Very few would unequivocally condemn the attacks on New York City and Washington, D.C. Almost no one conceded that Muslims had been involved in planning them.

It seemed unimaginable in 2001 that an immense insurgency would engulf Muslim nations less than a decade later, not with a cry for militant political Islam but for Western-style personal freedom and democratic reform.

As much as the sight of the Twin Towers crumbling into ruins, the Muslim reaction to September 11 -- not only Egypt, but around the globe -- shocked the West and raised fears of outright war with Islam, a "clash of civilizations" in the words of Harvard political scientist Samuel P. Huntington.

Strident Denials, Painful Doubts

But strident denial, in nations as well as individuals, is often a tacit expression of doubts that are too painful to confront directly.

Behind the rage that exploded on September 11, and the wall of denial erected around it, was a profound internal crisis, bred by centuries of stagnation in what was once the most advanced civilization on Earth.

"We learn every day, in our homes and our schools and our mosques, that we stand at the apex of history, that almost all of modern science and mathematics is based on discoveries by Muslim thinkers a thousand years ago," a Saudi official told me in 2003. "What no one wants to talk about is the thousand years that followed," he admitted. "What we seldom ask out loud is where we are today."

In 2011, that silence was broken as never before.

An unprecedented popular revolt, seeded in 2009's mass protests in Iran, led to enormous demonstrations last winter and spring that toppled presidents Zine El Abidine Ben Ali in Tunisia and Hosni Mubarak in Egypt. By March, it had provoked a full-fledged civil war in Libya that eventually overthrew Muammar Gaddafi. The movement now threatens the leaders of Yemen and Syria, and has spread to points as distant as Morocco, the Gulf oil states, Sudan, Iraq and Malaysia.

Together, Teheran's Green Wave and the Arab Spring have focused attention directly on volatile frustrations – and modern aspirations – inside the Muslim bloc itself.

A crossroads lies ahead for one-fourth of the Earth's population--1.6 billion people comprising the Islamic Ummah, the international community of believers.

The Chasm

By almost any measure, an overview of the Muslim community in 2011 makes for grim reading.

Only two of the world's 40 Muslim-majority nations -- excluding the oil-rich Persian Gulf and the Southeast Asian mini-state of Brunei -- have per capita Gross Domestic Products above the global median, according to the International Monetary Fund. Turkey, a rising power, is one. In the second, Malaysia, the economy is controlled by non-Muslim ethnic Chinese.

━━━━━━━━━━━━━━━━━━━━

■ **STUDY QUESTIONS**:
[A] Answer these questions from the article on the Muslim world.
(i) Which two presidents were toppled by the demonstrations last winter and spring, and in which countries?
(ii) How many people make up the Islamic Ummah?
(iii) Leaving aside the Persian Gulf and Brunei, which two Muslim-majority nations have per capita Gross Domestic Products above the global median?
[B] Quote the article on the Muslim world from "Very few would" to "in planning them.".

━━━━━━━━━━━━━━━━━━━━

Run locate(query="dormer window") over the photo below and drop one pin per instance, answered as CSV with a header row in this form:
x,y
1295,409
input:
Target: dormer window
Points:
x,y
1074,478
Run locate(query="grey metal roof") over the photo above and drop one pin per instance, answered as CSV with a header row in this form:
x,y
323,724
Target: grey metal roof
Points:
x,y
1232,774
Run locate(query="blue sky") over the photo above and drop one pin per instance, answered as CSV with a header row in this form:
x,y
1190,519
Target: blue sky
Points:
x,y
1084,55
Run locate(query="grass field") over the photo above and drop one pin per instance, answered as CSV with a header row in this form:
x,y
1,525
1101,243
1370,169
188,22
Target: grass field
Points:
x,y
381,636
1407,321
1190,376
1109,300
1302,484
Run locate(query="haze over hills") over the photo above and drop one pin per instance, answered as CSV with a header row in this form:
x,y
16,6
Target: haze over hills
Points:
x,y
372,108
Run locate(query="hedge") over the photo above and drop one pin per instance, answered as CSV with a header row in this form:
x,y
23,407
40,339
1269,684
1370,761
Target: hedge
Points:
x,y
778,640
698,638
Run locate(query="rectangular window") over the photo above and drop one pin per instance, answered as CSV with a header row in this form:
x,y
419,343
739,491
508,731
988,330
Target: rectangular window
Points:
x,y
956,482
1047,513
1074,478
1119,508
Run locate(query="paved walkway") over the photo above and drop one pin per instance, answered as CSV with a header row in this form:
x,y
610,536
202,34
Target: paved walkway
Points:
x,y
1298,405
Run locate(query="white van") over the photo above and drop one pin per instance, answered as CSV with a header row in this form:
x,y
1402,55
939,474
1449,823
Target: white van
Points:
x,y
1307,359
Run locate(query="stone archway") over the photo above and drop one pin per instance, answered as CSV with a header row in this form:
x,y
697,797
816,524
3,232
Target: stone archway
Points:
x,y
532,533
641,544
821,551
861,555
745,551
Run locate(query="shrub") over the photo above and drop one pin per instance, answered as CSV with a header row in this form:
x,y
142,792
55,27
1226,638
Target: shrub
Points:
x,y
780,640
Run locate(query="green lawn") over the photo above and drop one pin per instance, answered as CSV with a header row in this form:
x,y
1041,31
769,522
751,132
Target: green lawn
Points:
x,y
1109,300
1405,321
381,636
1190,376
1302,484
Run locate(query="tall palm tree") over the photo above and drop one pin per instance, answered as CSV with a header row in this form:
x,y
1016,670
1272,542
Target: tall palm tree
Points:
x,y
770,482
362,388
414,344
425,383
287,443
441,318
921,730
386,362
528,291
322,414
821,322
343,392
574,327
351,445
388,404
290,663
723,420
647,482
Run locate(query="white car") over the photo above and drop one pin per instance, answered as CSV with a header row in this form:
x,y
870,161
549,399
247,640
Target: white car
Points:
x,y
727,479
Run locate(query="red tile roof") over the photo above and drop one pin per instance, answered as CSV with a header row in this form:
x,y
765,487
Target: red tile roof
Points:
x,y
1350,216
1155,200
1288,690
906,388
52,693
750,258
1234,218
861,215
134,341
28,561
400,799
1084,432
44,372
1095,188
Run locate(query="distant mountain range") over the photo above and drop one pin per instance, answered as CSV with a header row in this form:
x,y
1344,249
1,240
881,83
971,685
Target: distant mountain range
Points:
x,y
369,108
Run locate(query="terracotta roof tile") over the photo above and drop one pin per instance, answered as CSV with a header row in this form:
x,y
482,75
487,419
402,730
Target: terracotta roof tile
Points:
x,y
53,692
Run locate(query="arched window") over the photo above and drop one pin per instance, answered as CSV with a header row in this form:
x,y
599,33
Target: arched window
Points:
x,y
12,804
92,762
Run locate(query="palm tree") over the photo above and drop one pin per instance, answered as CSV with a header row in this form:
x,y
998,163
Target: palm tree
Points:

━━━━━━━━━━━━━━━━━━━━

■ **OUTPUTS FOR THE TASKS**:
[A]
(i) Zine El Abidine Ben Ali in Tunisia and Hosni Mubarak in Egypt.
(ii) 1.6 billion people.
(iii) Turkey and Malaysia.

[B]
Very few would unequivocally condemn the attacks on New York City and Washington, D.C. Almost no one conceded that Muslims had been involved in planning them.